Extracted material below:

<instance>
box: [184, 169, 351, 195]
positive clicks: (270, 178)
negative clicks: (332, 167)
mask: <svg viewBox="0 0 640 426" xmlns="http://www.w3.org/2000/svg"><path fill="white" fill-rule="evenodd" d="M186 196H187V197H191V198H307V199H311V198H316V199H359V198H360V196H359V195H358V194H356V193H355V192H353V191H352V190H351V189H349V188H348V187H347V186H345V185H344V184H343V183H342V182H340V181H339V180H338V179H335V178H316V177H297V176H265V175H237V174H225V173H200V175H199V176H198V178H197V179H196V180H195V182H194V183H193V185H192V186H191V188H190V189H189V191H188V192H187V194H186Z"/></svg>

End of Extracted material.

→ What the exercise asks
What is needed is a word-for-word copy of the records.

→ Response area
<instance>
box: [184, 169, 351, 195]
positive clicks: (270, 178)
negative clicks: (332, 167)
mask: <svg viewBox="0 0 640 426" xmlns="http://www.w3.org/2000/svg"><path fill="white" fill-rule="evenodd" d="M186 196H187V197H191V198H307V199H311V198H316V199H359V198H360V196H359V195H358V194H356V193H355V192H353V191H352V190H351V189H349V188H348V187H347V186H345V185H344V184H343V183H342V182H340V181H339V180H338V179H335V178H316V177H297V176H265V175H237V174H225V173H200V175H199V176H198V178H197V179H196V180H195V182H194V183H193V185H192V186H191V188H190V189H189V191H188V192H187V194H186Z"/></svg>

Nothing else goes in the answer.